___ Extract provided

How to improve the pipeline of call snp in RNA-seq?
1
2
Entering edit mode
8.5 years ago
liuhui ▴ 20

Hi,

Recently, I have tried to construct a pipeline (as the following lines show) to call snp after reading the workflow of GATK and samtools for a species do not have a reference dbsnp,.

And there are several problem confusing me:

(1) If I have more than one sample with repetition (i.e. sample_1_1, sample_1_2 for sample_1 and sample_2_1, sample_2_2 for sample_2), what should I do?

(2) Because of the absence of reference dbsnp, It's necessary to take the step "quality score recalibration" ?

(3) Which parametrics in the following step are very important?

########################################
############### Mapping ################
########################################

################
#(1) build index
################
bwa index -a bwtsw -p <reference> <reference.fa>

################
#(2) Sort reference
################
samtools faidx reference.fasta

################
#(3) Create sequence dictionary
################
java -jar CreateSequenceDictionary.jar REFERENCE=reference.fa OUTPUT=reference.dict

################
#(4) Align samples to reference genome with bwa mem
################
bwa mem -M -t 12 -R '@RG\tID:uniq_ID\tSM:Sample_name\tLB:Sample_name_lib_num\tPL:ILLUMINA' \
reference left.fq right.fq | \
samtools view -bS - > Sample_name_lib_num.bam

################
#(5) Fix Mate Information
################
samtools fixmate -O bam Sample_name_lib_num.bam Sample_name_lib_num.fixmate.bam

################
#(6) Sort BAM file
################
samtools sort -T /tmp/Sample_name_lib_num.sorted -o Sample_name_lib_num.sorted.bam Sample_name_lib_num.fixmate.bam

########################################
############# Improvement ##############
########################################

###############
#(7)Splits reads with Ns in CIGAR
###############
java –jar GenomeAnalysisTK.jar \
–T SplitNCigarReads \
–R reference.fa \
–I Sample_name_lib_num.sorted.bam \
–o Sample_name_lib_num.sorted.SplitNCigar.bam \
–U ALLOW_N_CIGAR_READS \
–rf ReassignOneMappingQuality \
–RMQF 255 \
–RMQT 60

################
#(8)Identify target regions for realignment
################
java -Xmx2g -jar GenomeAnalysisTK.jar -T RealignerTargetCreator \
-R reference.fa \
-I Sample_name_lib_num.sorted.SplitNCigar.bam  \
-ip 50 \
-o Sample_name_lib_num.sorted.SplitNCigar.intervals

################
#(9) Perform realignment
################
java -Xmx4g -jar GenomeAnalysisTK.jar -T IndelRealigner \
-R reference.fa \
-I Sample_name_lib_num.sorted.SplitNCigar.bam  \
-targetIntervals Sample_name_lib_num.sorted.SplitNCigar.intervals \
-output Sample_name_lib_num.realigned.bam

################
#(10) fixes mate information that may be changed during the realignment process
################
java -Djava.io.tmpdir=/tmp/ \
-jar picard.jar FixMateInformation \
INPUT=Sample_name_lib_num.realigned.bam \
OUTPUT=Sample_name_lib_num.realigned.fixed.bam \
SO=coordinate \
VALIDATION_STRINGENCY=LENIENT \
CREATE_INDEX=true

################
#(11) Build the recalibration model
################
java -Xmx4g -jar GenomeAnalysisTK.jar -T BaseRecalibrator \
-R reference.fa \
-I Sample_name_lib_num.realigned.fixed.bam \
-ip 50 \
-o Sample_name_lib_num_recalibration.table 

################
#(12) Apply the recalibration model
################
java -Xmx4g -jar GenomeAnalysisTK.jar -T PrintReads \
-R reference.fa \
-I Sample_name_lib_num.realigned.bam \
-BQSR Sample_name_lib_num_recalibration.table \
-o Sample_name_lib_num.realigned.recal.bam

################
#(13) Mark Duplicates
################
java -jar $PICARD MarkDuplicates \
I=Sample_name_lib_num.realigned.recal.bam \
O=Sample_name_lib_num.improvement.bam \
M=Sample_name_lib_num_dedup_metrics.txt \
CREATE_INDEX=true

################
#(14) index BAM using samtools
################
samtools index Sample_name_lib_num.improvement.bam

########################################
########## Variant Calling #############
########################################

###################
## (15) Call variants using HaplotypeCaller in GVCF mode.

______

Actions to take:
1. Answer these from the RNA-seq SNP pipeline post:
(a) How many threads does the bwa mem command request?
(b) What value is passed to -RMQT in the SplitNCigarReads step?
(c) Which file does the Mark Duplicates step write its metrics to?
2. List every GATK tool that the RNA-seq SNP pipeline post runs with the -T option.
3. Please retype the part of the RNA-seq SNP pipeline post that begins at the words "(1) If I have" and stops after "are very important?".

___ Dataset entries

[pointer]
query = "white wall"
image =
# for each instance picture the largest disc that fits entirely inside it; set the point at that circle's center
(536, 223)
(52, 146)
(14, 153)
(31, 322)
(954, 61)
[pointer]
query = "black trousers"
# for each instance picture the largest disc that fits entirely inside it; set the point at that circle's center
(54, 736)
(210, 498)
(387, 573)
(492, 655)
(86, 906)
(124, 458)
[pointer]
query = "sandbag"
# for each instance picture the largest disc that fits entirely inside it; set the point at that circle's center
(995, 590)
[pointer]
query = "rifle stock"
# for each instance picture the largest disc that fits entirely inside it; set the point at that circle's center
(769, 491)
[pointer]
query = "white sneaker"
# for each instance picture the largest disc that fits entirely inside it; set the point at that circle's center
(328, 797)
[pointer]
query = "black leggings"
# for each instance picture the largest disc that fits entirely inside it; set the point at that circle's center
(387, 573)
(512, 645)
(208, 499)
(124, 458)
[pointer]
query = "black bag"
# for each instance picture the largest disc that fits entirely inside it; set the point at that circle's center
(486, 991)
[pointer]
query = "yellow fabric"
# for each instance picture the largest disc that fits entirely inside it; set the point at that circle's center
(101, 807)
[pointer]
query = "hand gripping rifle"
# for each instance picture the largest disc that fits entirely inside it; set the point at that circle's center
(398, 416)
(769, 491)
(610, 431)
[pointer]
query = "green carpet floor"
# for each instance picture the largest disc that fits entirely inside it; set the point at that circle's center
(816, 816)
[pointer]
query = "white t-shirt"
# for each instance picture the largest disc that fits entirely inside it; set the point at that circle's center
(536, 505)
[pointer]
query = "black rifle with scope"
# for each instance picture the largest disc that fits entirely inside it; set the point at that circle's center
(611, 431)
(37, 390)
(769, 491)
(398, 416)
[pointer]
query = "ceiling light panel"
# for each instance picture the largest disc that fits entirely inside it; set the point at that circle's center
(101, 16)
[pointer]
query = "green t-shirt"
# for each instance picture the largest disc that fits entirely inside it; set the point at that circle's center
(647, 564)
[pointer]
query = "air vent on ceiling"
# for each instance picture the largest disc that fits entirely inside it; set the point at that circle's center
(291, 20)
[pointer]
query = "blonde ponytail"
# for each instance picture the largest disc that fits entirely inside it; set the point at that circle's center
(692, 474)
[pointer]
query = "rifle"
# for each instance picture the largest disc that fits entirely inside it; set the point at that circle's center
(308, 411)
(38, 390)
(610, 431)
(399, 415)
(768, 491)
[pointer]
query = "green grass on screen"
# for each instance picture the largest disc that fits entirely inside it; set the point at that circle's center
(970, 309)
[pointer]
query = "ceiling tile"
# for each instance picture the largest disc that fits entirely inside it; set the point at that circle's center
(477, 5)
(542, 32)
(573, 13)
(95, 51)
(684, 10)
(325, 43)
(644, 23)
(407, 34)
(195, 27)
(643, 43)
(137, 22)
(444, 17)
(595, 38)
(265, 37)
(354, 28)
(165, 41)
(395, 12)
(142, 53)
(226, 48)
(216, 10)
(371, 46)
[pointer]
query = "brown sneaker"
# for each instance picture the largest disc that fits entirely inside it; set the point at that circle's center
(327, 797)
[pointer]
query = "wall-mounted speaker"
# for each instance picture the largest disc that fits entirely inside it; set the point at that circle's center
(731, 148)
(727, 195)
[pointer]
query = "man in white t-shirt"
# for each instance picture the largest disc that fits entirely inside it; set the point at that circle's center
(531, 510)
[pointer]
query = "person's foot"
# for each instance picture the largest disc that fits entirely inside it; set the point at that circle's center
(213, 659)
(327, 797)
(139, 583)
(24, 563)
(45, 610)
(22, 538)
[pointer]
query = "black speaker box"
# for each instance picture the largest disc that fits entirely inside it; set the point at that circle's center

______

Answers:
1.
(a) 12
(b) 60
(c) Sample_name_lib_num_dedup_metrics.txt

2.
SplitNCigarReads
RealignerTargetCreator
IndelRealigner
BaseRecalibrator
PrintReads

3.
(1) If I have more than one sample with repetition (i.e. sample_1_1, sample_1_2 for sample_1 and sample_2_1, sample_2_2 for sample_2), what should I do?

(2) Because of the absence of reference dbsnp, It's necessary to take the step "quality score recalibration" ?

(3) Which parametrics in the following step are very important?